BEGIN

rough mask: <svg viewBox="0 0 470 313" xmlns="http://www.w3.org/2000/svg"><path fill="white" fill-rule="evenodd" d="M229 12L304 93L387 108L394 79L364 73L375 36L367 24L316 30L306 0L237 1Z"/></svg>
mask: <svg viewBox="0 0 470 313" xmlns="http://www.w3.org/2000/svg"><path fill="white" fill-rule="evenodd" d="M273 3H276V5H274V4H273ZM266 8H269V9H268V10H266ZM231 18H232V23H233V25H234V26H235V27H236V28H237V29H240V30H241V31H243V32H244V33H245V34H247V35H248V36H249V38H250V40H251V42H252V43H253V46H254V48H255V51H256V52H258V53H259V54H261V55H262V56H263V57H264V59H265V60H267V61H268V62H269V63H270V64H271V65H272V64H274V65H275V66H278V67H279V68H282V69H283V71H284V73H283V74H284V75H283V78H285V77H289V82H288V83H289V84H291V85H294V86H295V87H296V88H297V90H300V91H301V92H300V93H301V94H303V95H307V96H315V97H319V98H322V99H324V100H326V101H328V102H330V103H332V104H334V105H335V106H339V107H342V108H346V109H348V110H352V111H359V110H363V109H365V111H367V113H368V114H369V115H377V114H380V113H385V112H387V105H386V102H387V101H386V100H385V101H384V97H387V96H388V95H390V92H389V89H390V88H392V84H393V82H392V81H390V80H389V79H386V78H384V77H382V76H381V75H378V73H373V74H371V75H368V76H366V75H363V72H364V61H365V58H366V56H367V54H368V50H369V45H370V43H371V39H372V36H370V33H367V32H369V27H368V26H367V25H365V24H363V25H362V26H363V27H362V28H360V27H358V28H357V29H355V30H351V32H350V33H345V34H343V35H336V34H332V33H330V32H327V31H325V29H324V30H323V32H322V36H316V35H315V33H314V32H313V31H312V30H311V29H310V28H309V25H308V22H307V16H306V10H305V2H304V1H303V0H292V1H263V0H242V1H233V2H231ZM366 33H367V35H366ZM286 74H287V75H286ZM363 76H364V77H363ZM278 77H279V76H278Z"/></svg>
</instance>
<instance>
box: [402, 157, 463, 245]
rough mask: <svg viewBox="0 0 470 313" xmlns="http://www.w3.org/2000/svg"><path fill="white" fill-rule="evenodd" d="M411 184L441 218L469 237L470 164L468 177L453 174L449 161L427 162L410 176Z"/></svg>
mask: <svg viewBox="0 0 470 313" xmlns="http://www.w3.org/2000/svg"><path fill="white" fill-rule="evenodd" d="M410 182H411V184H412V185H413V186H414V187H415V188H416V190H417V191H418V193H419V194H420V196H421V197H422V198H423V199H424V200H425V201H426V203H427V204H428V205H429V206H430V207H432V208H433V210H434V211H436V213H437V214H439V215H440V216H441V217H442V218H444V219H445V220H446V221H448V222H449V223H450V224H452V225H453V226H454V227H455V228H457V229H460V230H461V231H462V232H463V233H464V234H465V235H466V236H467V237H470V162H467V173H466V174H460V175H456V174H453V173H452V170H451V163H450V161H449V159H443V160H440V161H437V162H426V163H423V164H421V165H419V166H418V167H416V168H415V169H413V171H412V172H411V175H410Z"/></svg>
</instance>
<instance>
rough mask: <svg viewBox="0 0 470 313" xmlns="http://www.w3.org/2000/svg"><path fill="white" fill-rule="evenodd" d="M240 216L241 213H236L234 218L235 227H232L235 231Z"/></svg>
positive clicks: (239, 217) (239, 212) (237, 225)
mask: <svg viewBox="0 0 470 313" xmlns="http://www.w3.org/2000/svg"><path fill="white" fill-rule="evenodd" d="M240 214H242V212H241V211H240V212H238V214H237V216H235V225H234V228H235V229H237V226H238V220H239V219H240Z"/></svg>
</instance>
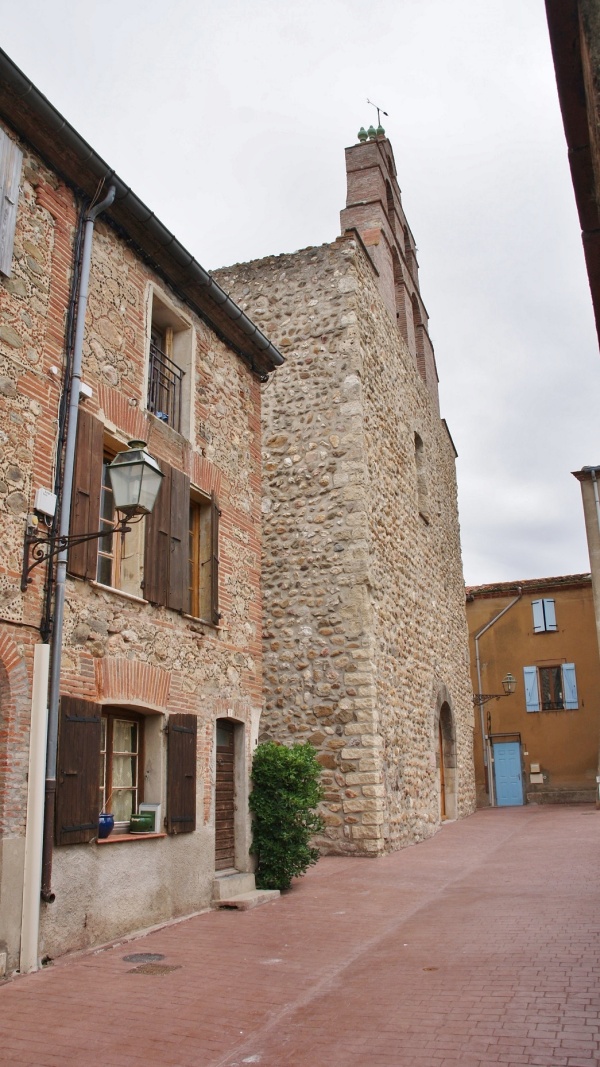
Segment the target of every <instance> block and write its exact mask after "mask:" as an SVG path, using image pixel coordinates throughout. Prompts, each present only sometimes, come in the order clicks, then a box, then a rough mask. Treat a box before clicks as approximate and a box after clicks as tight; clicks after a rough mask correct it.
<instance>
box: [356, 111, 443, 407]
mask: <svg viewBox="0 0 600 1067" xmlns="http://www.w3.org/2000/svg"><path fill="white" fill-rule="evenodd" d="M358 138H359V143H358V144H354V145H352V147H350V148H346V181H347V195H346V207H345V208H344V210H343V211H342V212H341V217H340V218H341V223H342V233H343V234H344V233H347V232H348V230H356V232H357V233H358V234H359V236H360V238H361V240H362V242H363V244H364V245H365V248H366V251H367V254H368V255H369V257H370V260H372V262H373V266H374V268H375V270H376V273H377V280H378V285H379V290H380V292H381V296H382V298H383V300H384V302H385V305H386V306H388V309H389V310H390V314H391V315H392V316H393V317H394V318H395V320H396V323H397V327H398V330H399V332H400V334H401V336H402V337H404V339H405V341H406V344H407V346H408V349H409V351H410V354H411V355H412V357H413V360H414V364H415V367H416V369H417V370H419V373H420V375H421V377H422V379H423V381H424V382H425V384H426V385H427V388H428V391H429V393H430V396H431V399H432V401H433V404H435V408H436V411H437V412H438V414H439V411H440V407H439V397H438V371H437V367H436V356H435V354H433V346H432V345H431V341H430V339H429V333H428V330H427V324H428V316H427V309H426V307H425V304H424V303H423V299H422V297H421V292H420V289H419V264H417V261H416V248H415V243H414V238H413V236H412V234H411V232H410V227H409V225H408V222H407V220H406V216H405V212H404V210H402V201H401V195H400V187H399V186H398V180H397V176H396V164H395V162H394V153H393V152H392V145H391V144H390V141H389V140H388V138H386V137H385V130H384V129H383V127H382V126H378V127H377V129H375V127H373V126H370V127H369V128H368V130H365V129H364V128H361V129H360V130H359V134H358Z"/></svg>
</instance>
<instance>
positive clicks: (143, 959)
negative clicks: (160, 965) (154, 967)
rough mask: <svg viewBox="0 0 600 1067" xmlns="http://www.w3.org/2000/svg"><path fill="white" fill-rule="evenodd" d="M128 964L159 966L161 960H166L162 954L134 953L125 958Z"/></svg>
mask: <svg viewBox="0 0 600 1067" xmlns="http://www.w3.org/2000/svg"><path fill="white" fill-rule="evenodd" d="M123 959H124V960H125V962H126V964H158V961H159V959H164V954H163V953H161V952H132V953H131V955H130V956H124V957H123Z"/></svg>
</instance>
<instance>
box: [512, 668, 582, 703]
mask: <svg viewBox="0 0 600 1067" xmlns="http://www.w3.org/2000/svg"><path fill="white" fill-rule="evenodd" d="M523 676H524V681H525V707H526V710H527V712H539V711H542V712H562V711H563V710H566V711H575V710H577V708H578V707H579V701H578V686H577V681H575V665H574V664H556V665H555V666H552V667H523Z"/></svg>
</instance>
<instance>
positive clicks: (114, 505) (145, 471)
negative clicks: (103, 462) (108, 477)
mask: <svg viewBox="0 0 600 1067" xmlns="http://www.w3.org/2000/svg"><path fill="white" fill-rule="evenodd" d="M108 473H109V477H110V483H111V487H112V496H113V500H114V507H115V510H116V511H122V512H123V514H124V515H125V520H123V521H124V522H125V521H127V520H129V521H131V520H132V517H133V516H135V515H137V516H138V519H142V516H143V515H147V514H149V512H151V511H152V509H153V508H154V504H155V500H156V497H157V495H158V490H159V489H160V482H161V481H162V479H163V478H164V475H163V474H162V471H161V469H160V467H159V465H158V463H157V462H156V460H155V459H154V457H153V456H149V455H148V453H147V452H146V443H145V441H130V442H129V445H128V448H127V450H126V451H124V452H117V453H116V456H115V457H114V459H113V461H112V463H109V466H108Z"/></svg>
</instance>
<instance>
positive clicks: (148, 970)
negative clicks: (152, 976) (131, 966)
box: [127, 964, 181, 974]
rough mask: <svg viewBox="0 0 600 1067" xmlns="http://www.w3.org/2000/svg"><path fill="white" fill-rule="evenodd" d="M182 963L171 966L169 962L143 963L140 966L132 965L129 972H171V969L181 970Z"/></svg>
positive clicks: (162, 973)
mask: <svg viewBox="0 0 600 1067" xmlns="http://www.w3.org/2000/svg"><path fill="white" fill-rule="evenodd" d="M180 970H181V967H180V964H176V965H175V966H171V965H169V964H141V965H140V967H132V968H131V970H130V971H127V974H171V971H180Z"/></svg>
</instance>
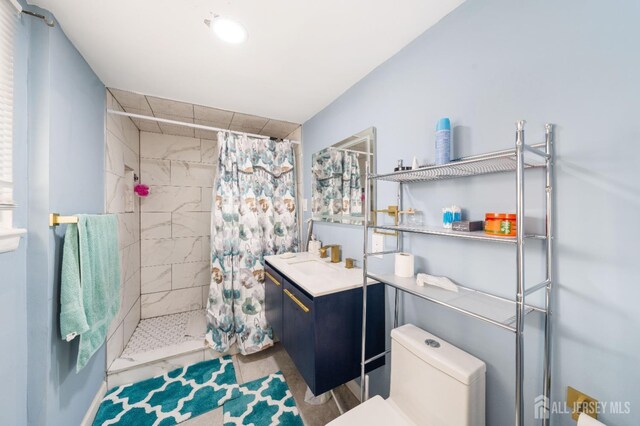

END

**What is required:** Starting at the line that contains "positive clicks: (143, 959)" and stopping after the line that contains "positive clicks: (114, 505) (145, 471)", write out every line exactly as it appears above, and no other line.

**Exercise answer:**
positive clicks: (143, 959)
negative clicks: (160, 965) (154, 967)
rough mask: <svg viewBox="0 0 600 1067" xmlns="http://www.w3.org/2000/svg"><path fill="white" fill-rule="evenodd" d="M128 964L159 966L161 960H166L162 954L134 953L125 958Z"/></svg>
mask: <svg viewBox="0 0 600 1067" xmlns="http://www.w3.org/2000/svg"><path fill="white" fill-rule="evenodd" d="M123 959H124V960H125V962H126V964H158V961H159V959H164V954H163V953H161V952H132V953H131V955H130V956H124V957H123Z"/></svg>
</instance>
<instance>
box: [512, 668, 582, 703]
mask: <svg viewBox="0 0 600 1067" xmlns="http://www.w3.org/2000/svg"><path fill="white" fill-rule="evenodd" d="M523 676H524V681H525V707H526V710H527V712H539V711H542V712H562V711H563V710H566V711H575V710H577V708H578V707H579V701H578V686H577V681H575V665H574V664H556V665H555V666H552V667H523Z"/></svg>
</instance>
<instance>
positive clicks: (114, 505) (145, 471)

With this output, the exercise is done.